__Task requirements__: The full set of records must be printed exactly as given.
Provided data below:
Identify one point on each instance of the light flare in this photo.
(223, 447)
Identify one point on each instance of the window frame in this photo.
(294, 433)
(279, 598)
End of Provided data.
__Task response__:
Identify one point on each instance of the light flare in this photo.
(223, 447)
Identify one point on each instance of the window frame in this photo.
(294, 433)
(279, 598)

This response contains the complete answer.